ABOUT THIS EXERCISE ▸ The lines below must be transcribed exactly as given, with the images removed.

RECORDS ▸
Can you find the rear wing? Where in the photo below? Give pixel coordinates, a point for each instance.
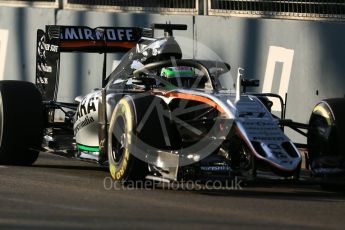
(57, 39)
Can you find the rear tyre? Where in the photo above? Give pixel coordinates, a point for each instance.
(326, 137)
(21, 122)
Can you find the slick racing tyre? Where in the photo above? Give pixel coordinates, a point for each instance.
(132, 133)
(326, 137)
(21, 122)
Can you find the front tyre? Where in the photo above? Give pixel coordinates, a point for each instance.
(123, 165)
(21, 122)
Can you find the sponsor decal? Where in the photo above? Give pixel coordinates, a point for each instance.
(87, 120)
(86, 107)
(44, 68)
(98, 34)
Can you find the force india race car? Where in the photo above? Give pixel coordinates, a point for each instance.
(159, 116)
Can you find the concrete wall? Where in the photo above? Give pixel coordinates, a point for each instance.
(304, 58)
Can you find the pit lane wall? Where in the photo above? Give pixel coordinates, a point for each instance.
(303, 58)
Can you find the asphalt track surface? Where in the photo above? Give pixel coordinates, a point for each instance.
(60, 193)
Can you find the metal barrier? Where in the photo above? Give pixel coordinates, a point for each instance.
(308, 9)
(31, 3)
(299, 9)
(190, 7)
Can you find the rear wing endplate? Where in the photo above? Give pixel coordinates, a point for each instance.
(57, 39)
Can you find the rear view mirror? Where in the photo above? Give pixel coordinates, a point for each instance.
(250, 82)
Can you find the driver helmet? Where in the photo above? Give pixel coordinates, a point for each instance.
(181, 76)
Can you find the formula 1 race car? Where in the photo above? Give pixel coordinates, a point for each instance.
(159, 116)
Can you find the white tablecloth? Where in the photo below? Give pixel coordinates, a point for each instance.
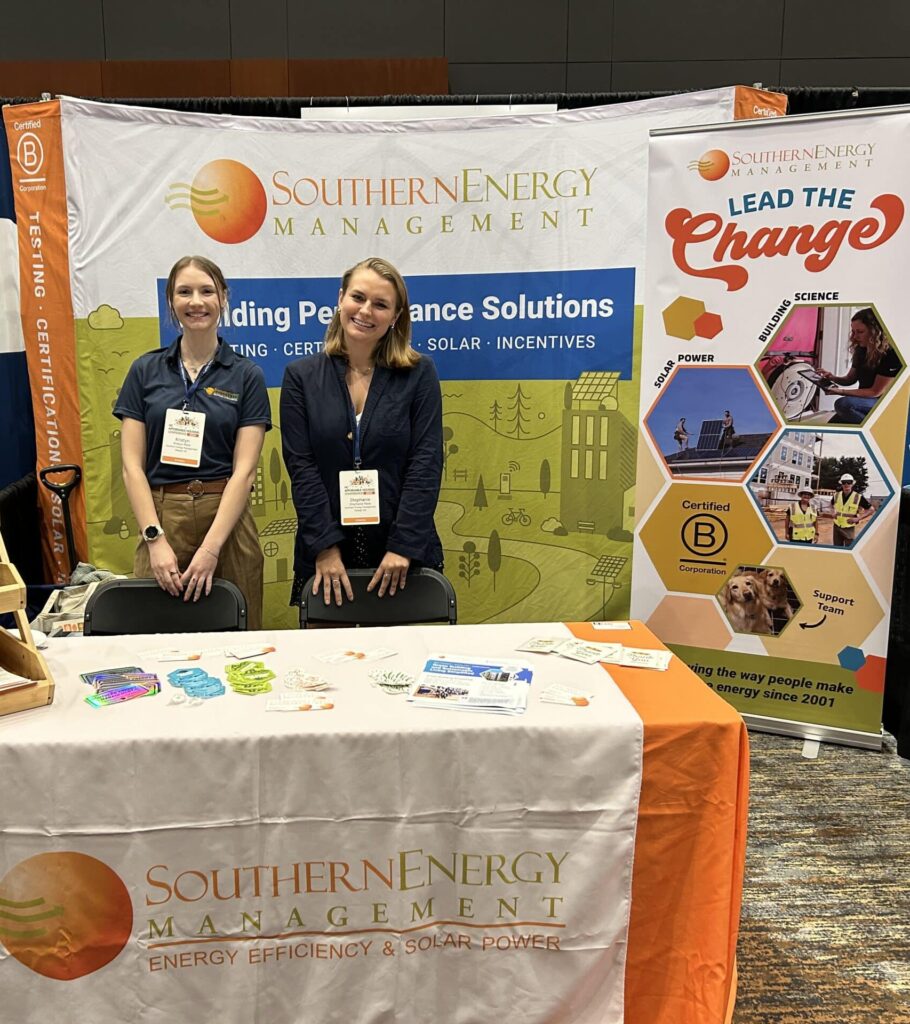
(371, 863)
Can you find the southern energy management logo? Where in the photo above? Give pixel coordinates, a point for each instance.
(226, 199)
(63, 914)
(711, 165)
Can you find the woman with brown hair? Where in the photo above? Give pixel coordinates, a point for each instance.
(361, 431)
(193, 419)
(873, 366)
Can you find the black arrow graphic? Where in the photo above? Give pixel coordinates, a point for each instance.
(813, 626)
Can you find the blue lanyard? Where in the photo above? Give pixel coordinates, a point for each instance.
(190, 389)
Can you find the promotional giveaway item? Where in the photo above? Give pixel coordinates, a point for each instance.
(249, 678)
(466, 682)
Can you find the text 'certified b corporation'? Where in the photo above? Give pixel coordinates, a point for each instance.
(696, 542)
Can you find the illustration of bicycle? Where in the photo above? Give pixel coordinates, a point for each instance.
(517, 515)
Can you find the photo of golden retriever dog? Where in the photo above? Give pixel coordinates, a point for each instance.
(774, 590)
(743, 604)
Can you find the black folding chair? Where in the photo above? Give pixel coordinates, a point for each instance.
(120, 607)
(428, 597)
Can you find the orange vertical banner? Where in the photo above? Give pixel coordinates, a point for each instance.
(36, 157)
(749, 102)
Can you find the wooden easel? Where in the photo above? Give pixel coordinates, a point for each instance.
(19, 655)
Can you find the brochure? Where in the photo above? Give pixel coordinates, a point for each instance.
(471, 682)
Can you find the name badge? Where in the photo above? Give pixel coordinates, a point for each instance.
(359, 497)
(182, 441)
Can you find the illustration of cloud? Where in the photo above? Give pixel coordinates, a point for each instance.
(104, 318)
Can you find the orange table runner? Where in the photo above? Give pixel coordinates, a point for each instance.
(690, 846)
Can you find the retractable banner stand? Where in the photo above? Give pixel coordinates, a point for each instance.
(521, 239)
(774, 412)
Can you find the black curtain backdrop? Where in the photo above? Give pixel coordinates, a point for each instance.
(802, 100)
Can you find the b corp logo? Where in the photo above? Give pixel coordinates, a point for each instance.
(30, 153)
(704, 535)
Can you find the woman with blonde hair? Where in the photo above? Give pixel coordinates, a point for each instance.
(874, 365)
(361, 432)
(193, 419)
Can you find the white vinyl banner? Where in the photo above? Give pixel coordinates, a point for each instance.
(522, 242)
(371, 862)
(774, 408)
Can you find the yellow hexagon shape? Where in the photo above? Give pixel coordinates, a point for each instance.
(697, 535)
(680, 317)
(838, 606)
(679, 620)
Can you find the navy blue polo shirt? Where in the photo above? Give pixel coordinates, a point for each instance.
(232, 394)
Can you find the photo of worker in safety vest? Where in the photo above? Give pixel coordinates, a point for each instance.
(803, 518)
(850, 509)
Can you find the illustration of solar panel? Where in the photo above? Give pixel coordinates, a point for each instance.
(595, 385)
(277, 526)
(709, 438)
(608, 567)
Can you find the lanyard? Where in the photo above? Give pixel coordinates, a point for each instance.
(355, 431)
(190, 389)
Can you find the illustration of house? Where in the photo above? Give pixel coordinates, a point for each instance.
(598, 457)
(790, 465)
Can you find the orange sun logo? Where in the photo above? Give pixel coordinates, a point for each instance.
(226, 199)
(711, 165)
(63, 914)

ANSWER BOX ▸
Can you find the rear wing? Where in the photo below? Give pixel coordinates, a point for each instance.
(57, 39)
Can you find the rear tyre? Where in the photo above? Give pixel coordinates, a point for each instance.
(326, 137)
(21, 122)
Can you find the slick racing tyre? Where in the photo above? Give pixel coordinates, a point for each instance.
(132, 133)
(326, 137)
(21, 122)
Can you find the front tyre? Where in the photo above? Give pixel coordinates, a point for each instance.
(123, 165)
(21, 122)
Can you find the sponsor decal? Where in the photo above? Give pixel coordinates, a point for each instance.
(87, 120)
(86, 107)
(44, 68)
(98, 34)
Can you find the force india race car? Where in the photo above? Give pixel coordinates, a point for each instance.
(159, 116)
Can you find the concrete wall? Where in the photo above? Give pixel coordinates, a point for each instance.
(304, 58)
Can you find the pit lane wall? Where in the photo above? Give pixel coordinates, a point for each instance.
(303, 58)
Can you find the asphalt track surface? Where in the photo above? Give pixel coordinates, a point for each instance.
(60, 193)
Can you find the metal barrier? Where in the photo above? Give pixel coordinates, a point for each instance.
(308, 9)
(31, 3)
(299, 9)
(190, 7)
Can you find the rear wing endplate? Where in the photo above? Give pixel coordinates, a point for each instance.
(57, 39)
Can you find the rear view mirror? Where in the photo above? Give pixel coordinates, a point for each instance.
(250, 82)
Can you find the driver helmet? Where in the photo above? Give pixel coordinates, a point for each instance.
(181, 76)
Can you find the formula 1 race car? Where in the photo above? Give pixel coordinates, a point for each instance.
(159, 116)
Can you find the white tablecloth? Where in the photo below? Give pixel coordinates, a point for each instance.
(371, 863)
Can you find the southern energy management logo? Where in the photo above? Give pixel coordinates, a point for each instance.
(226, 199)
(63, 914)
(711, 165)
Can you find the woman with brown hair? Where in the photo above? Give pixel coordinates, a point for each instance.
(361, 431)
(193, 419)
(873, 366)
Can you find the black arrow graphic? Where in the photo above? Give pixel coordinates, a point for each instance.
(813, 626)
Can you find the blue lanyard? Where in the photo above? Give pixel coordinates, a point for each instance.
(190, 389)
Can you find the promotional giveaway item? Where in the photo above? Give pixel coordinates, a point for each instance.
(249, 678)
(466, 682)
Can you find the text 'certified b corporation'? Where in the photo above? Give pixel coordinates, a point for each instance.
(696, 542)
Can you find the illustration of bicycle? Where in the photo above? Give pixel coordinates, a point for each instance.
(517, 515)
Can you find the photo of golden retriever dog? Where in the photo above? Give pixel coordinates, a point for each instance.
(774, 590)
(743, 604)
Can you find the black folding chair? Where in the photo above? Give pixel coordinates, a point for each instance.
(120, 607)
(428, 597)
Can you find the orange vertical banner? Where in the photo above? Give pixel coordinates, a point for each instance.
(36, 157)
(749, 102)
Can you find the wooden easel? Where in the photo above? Give pixel coordinates, a point for each instance.
(19, 655)
Can you find the brochure? Where in the photo above? Give pixel coordinates, a point for each instance.
(471, 682)
Can you find the name badge? Where in the photo above? Give pixel coordinates, a point for each instance.
(359, 497)
(182, 441)
Can you find the illustration of cloud? Where in the photo above? Give pixel coordinates, a point for each instance.
(104, 318)
Can you find the orange table runner? Where in the photo above? Give pixel coordinates, a point for each instance.
(690, 846)
Can you find the retractable banner stand? Where in the photo above? Give pixel coordinates, a point for each instance.
(521, 239)
(774, 412)
Can you find the black curtain backdrop? Where in the photo above? Give pixel coordinates, a point for each instance.
(802, 100)
Can you find the b corp logo? Where in the photo above? Give pixel coordinates, a point for each instance.
(30, 153)
(704, 535)
Can you find the woman with blonde hair? Where in the photo above? Give pixel coordinates, a point for each instance.
(874, 365)
(361, 432)
(193, 419)
Can you find the white vinyl banner? Where in the photo above? Give pixel coordinates, a point for each instance.
(522, 242)
(371, 862)
(774, 408)
Can you find the yellow hexagon shape? Where in the photo above? Give pixel coordinates, a point for each instance.
(697, 535)
(680, 317)
(838, 606)
(679, 620)
Can you find the navy blue polo shirt? Where in the photo above? Give pixel coordinates, a point for each instance.
(232, 394)
Can you find the photo of worker in safety vest? Where in the photo above? Give pixel coordinates, a point for each instance.
(803, 518)
(850, 509)
Can you find the illustration of solar panel? Where in the photo above? Give pixel coordinates, a point for each instance.
(595, 385)
(277, 526)
(709, 438)
(608, 567)
Can you find the lanyard? Where in the photo above? Give pixel coordinates, a point for each instance.
(355, 431)
(190, 389)
Can you find the illustration of house? Where in the photo above? Give pixel coordinates, a point for each instance.
(598, 457)
(790, 465)
Can you find the orange sun logo? Where in the photo above? Give pixel coordinates, a point for each instance.
(226, 199)
(711, 165)
(63, 914)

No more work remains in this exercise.